══ Data supplied ══
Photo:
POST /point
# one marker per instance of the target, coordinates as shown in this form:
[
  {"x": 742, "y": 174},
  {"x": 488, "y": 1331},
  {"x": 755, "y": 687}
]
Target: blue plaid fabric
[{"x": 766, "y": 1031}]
═══
Problem requirements | The answer must consist of every entry, set down exactly as given.

Your solution |
Photo:
POST /point
# one marker per instance of the target, coordinates as shown in this form:
[
  {"x": 742, "y": 174},
  {"x": 488, "y": 1331},
  {"x": 755, "y": 687}
]
Target: blue plaid fabric
[{"x": 766, "y": 1031}]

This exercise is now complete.